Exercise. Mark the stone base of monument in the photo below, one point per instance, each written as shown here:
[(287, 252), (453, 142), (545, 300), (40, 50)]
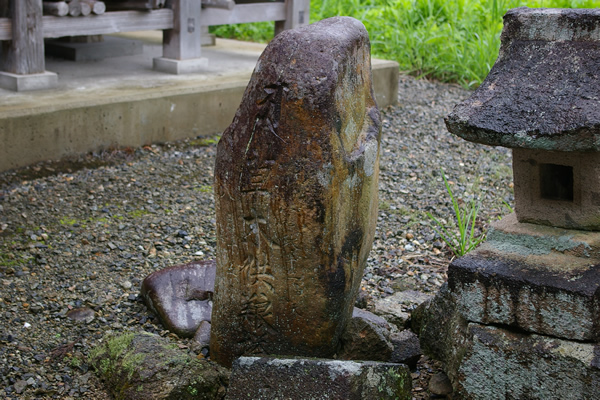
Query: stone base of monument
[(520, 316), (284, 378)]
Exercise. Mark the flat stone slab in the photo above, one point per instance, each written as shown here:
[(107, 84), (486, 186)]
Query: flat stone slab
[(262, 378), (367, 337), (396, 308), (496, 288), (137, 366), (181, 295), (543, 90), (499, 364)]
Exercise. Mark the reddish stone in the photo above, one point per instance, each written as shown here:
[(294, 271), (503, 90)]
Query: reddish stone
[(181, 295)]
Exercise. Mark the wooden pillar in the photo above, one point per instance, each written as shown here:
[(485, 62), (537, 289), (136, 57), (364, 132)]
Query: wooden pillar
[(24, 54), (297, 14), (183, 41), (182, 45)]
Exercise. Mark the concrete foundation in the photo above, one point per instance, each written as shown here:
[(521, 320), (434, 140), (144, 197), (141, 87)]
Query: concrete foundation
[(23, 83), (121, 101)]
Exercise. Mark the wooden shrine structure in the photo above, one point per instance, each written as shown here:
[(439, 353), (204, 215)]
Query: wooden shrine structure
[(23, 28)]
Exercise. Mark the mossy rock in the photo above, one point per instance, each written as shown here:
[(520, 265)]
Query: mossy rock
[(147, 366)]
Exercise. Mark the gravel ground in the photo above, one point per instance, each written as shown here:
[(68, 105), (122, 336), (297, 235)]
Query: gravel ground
..............................
> Problem details: Rewrite every one of the records above with "Exercise" swapped for "Task" and everything else unchanged. Leave the pictures out of your answer.

> Finished task:
Task. Mark the stone base of monument in the photo below, one point per instance, each written as shown here:
[(287, 252), (453, 142), (545, 300), (40, 50)]
Query: stone base of monument
[(520, 316), (284, 378)]
Task. Mark the flat stone slab in the photo above, one point per instance, each written as shown here:
[(107, 84), (486, 186)]
Query: flat stone slab
[(262, 378), (367, 337), (396, 308), (496, 288), (137, 366), (181, 295), (543, 90), (499, 364)]
Task. Mark the reddish stone in the photo above, one point per instance, each written as shown here:
[(294, 271), (503, 90)]
Query: reddish stone
[(181, 295)]
Task. Mark the wooden pillar in the photo above, one point per instance, each written as shown here:
[(485, 62), (537, 289), (136, 57), (364, 132)]
Query: wooden pillar
[(24, 54), (297, 14), (183, 41), (182, 45)]
Task. Mark the concrete foundation in the photo above, one point per instance, each written as shown here:
[(521, 320), (434, 140), (144, 197), (141, 87)]
Query: concrete foundation
[(23, 83), (121, 101)]
Task. Mark the wooden shrine structure in the photo above, one point per instance, each written as shown here:
[(439, 353), (204, 215)]
Query: wooden shrine structure
[(23, 28)]
Task. Mark the mossy rock in the photo above, one point per instance, each written as shown here:
[(520, 265)]
Query: mossy rock
[(147, 366)]
Task. Mark the gravel ground in the photo above, one point per instance, each written as shown here:
[(68, 105), (122, 336), (297, 235)]
Query: gravel ground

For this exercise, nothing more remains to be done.